▶ Your task: Return every line from the records below that contains the string "rain".

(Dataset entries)
......

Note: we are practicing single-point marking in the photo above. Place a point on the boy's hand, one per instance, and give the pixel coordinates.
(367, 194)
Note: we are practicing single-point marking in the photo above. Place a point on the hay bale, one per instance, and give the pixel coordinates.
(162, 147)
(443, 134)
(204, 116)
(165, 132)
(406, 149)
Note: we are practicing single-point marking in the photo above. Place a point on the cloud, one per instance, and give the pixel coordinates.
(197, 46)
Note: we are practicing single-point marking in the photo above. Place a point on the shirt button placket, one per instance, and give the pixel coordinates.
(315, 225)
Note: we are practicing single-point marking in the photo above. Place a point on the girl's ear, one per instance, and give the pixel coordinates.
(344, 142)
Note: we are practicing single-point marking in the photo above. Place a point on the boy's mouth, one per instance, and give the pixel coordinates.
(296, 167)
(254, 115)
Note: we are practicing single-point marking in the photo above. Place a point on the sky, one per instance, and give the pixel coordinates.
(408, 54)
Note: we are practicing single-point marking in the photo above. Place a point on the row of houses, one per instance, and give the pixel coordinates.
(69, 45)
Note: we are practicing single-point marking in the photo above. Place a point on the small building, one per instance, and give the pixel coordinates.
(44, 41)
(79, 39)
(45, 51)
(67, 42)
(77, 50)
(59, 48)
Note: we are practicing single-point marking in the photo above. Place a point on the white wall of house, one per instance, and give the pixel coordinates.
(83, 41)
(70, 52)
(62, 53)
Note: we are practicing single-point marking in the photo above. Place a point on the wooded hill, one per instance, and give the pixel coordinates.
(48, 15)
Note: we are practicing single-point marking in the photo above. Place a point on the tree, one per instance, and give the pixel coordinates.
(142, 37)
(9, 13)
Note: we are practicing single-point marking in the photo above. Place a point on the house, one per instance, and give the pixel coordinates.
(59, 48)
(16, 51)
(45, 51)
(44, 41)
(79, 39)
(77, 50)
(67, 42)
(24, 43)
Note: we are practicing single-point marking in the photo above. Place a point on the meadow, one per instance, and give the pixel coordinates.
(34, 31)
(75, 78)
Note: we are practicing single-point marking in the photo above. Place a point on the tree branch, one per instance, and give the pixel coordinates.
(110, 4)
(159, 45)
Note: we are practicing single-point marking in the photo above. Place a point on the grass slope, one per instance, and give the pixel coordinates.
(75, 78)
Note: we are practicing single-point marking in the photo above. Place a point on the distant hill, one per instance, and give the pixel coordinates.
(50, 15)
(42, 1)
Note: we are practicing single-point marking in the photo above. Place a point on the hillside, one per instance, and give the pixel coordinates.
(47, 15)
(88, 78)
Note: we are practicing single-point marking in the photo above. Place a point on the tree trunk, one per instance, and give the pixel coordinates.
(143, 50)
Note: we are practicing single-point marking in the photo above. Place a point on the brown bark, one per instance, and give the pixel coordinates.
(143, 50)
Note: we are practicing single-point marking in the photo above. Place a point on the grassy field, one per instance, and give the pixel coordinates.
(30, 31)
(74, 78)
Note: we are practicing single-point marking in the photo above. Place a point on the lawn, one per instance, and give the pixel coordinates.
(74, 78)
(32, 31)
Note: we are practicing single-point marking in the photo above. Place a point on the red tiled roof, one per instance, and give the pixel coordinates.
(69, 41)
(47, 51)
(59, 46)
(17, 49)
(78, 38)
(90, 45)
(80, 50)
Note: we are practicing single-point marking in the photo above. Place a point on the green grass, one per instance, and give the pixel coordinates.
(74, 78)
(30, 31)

......

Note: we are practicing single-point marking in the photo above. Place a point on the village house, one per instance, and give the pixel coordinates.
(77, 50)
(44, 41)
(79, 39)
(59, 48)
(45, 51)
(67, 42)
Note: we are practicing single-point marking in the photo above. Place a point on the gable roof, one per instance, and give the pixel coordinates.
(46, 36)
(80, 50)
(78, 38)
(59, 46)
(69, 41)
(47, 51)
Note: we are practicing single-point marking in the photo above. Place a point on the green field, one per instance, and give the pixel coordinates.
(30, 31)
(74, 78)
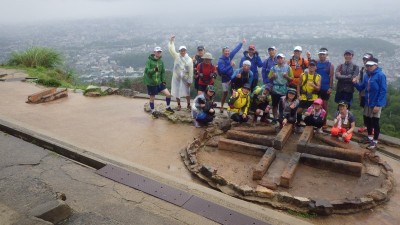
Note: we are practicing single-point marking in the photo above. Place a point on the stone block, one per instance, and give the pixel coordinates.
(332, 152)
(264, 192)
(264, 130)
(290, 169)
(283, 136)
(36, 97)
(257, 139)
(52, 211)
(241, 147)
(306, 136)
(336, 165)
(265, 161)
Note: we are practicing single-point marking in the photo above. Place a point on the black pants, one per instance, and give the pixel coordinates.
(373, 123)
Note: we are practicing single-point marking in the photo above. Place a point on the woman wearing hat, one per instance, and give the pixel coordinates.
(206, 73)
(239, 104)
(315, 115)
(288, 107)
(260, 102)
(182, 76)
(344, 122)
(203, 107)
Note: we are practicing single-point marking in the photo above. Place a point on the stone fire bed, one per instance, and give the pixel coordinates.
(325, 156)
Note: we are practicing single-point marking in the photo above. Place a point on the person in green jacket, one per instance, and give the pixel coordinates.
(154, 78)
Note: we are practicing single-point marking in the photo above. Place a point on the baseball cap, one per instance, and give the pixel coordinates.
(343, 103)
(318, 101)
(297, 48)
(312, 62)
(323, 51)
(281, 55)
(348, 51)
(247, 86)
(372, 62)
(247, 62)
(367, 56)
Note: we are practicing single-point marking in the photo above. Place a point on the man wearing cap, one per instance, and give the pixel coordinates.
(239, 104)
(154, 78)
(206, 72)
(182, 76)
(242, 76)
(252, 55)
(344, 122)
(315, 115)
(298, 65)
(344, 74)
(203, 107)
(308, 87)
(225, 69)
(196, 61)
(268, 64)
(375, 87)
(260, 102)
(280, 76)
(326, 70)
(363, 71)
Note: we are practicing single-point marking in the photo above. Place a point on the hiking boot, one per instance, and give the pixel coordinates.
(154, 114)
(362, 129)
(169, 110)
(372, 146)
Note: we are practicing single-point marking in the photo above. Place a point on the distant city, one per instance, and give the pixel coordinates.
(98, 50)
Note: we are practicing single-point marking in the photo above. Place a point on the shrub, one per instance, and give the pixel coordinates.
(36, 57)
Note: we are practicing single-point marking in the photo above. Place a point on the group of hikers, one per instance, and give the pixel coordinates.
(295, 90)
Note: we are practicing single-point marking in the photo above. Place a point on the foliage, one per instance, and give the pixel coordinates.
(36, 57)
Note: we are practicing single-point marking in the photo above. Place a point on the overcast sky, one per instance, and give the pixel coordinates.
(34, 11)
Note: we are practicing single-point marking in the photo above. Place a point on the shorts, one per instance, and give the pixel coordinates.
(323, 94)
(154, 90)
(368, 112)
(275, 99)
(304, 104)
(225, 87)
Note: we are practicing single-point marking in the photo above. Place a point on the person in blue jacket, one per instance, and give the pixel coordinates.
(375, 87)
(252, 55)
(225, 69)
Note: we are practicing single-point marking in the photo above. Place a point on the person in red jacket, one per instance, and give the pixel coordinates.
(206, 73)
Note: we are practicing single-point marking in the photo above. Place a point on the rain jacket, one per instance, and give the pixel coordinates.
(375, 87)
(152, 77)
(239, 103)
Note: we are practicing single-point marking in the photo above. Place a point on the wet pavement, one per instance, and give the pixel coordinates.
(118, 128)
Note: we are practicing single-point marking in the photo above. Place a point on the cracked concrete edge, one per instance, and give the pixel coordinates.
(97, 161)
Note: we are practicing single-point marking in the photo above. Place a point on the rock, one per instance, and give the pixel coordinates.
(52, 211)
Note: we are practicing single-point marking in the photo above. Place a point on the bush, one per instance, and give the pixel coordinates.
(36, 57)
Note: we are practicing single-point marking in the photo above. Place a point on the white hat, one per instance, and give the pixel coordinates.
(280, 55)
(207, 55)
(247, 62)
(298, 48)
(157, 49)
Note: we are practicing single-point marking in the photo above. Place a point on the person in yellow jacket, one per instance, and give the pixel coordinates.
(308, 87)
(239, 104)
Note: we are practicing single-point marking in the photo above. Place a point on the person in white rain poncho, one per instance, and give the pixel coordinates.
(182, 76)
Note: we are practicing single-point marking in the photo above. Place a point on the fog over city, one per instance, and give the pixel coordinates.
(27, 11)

......

▶ Worked solution:
Note: we are practicing single-point marking in the photo above. Place a point on the rain jacket, one per instance, and give the pixel coordinates.
Note: we are practicing single-point marking in the photo above. Place a point on the person in white rain poncho, one per instance, and give the pixel coordinates.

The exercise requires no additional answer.